▶ Task to carry out
Whenever "ground" occurs in a line of the material, list that line.

▶ The records
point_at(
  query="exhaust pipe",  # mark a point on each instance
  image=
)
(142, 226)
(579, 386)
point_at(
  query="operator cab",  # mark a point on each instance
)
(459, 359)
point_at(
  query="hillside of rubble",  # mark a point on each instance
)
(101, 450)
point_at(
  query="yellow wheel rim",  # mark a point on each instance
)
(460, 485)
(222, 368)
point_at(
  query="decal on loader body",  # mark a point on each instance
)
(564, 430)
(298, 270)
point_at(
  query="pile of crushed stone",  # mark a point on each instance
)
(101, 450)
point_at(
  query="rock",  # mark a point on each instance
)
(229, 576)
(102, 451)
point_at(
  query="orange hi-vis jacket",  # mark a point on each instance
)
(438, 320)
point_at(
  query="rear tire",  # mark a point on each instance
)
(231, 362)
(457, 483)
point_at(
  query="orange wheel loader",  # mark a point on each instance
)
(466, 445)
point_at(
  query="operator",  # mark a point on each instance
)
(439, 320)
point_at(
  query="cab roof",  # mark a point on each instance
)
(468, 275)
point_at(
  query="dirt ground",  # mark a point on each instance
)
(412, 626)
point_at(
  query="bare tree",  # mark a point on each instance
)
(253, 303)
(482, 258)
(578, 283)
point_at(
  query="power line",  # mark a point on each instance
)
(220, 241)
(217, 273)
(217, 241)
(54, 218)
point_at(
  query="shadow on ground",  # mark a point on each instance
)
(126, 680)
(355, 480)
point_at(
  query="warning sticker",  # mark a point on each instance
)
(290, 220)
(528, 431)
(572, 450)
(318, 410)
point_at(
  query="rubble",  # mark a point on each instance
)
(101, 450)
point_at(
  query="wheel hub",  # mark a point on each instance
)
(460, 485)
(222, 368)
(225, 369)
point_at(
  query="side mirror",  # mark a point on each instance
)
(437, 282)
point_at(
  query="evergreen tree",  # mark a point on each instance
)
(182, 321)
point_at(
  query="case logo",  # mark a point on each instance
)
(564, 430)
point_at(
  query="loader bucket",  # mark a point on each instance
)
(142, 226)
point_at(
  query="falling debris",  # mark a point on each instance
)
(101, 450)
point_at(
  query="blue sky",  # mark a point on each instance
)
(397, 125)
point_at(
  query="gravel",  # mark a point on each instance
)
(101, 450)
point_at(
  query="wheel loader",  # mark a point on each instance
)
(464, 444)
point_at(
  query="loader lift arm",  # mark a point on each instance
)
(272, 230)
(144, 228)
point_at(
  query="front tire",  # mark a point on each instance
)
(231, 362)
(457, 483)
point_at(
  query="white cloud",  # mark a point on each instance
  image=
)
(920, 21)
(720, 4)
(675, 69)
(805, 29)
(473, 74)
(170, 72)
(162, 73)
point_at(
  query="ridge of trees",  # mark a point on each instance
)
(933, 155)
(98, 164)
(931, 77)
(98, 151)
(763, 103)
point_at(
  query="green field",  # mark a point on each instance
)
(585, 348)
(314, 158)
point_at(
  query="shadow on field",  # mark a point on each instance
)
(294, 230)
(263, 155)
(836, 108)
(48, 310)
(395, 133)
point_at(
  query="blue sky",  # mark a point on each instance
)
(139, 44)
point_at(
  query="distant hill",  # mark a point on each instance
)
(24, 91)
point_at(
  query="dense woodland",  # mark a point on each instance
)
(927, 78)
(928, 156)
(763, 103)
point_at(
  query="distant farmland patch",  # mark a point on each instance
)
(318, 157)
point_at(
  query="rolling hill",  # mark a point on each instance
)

▶ Expected answer
  query="dirt ground",  # mark a point on each instance
  query="shadow on ground",  # mark a point on each instance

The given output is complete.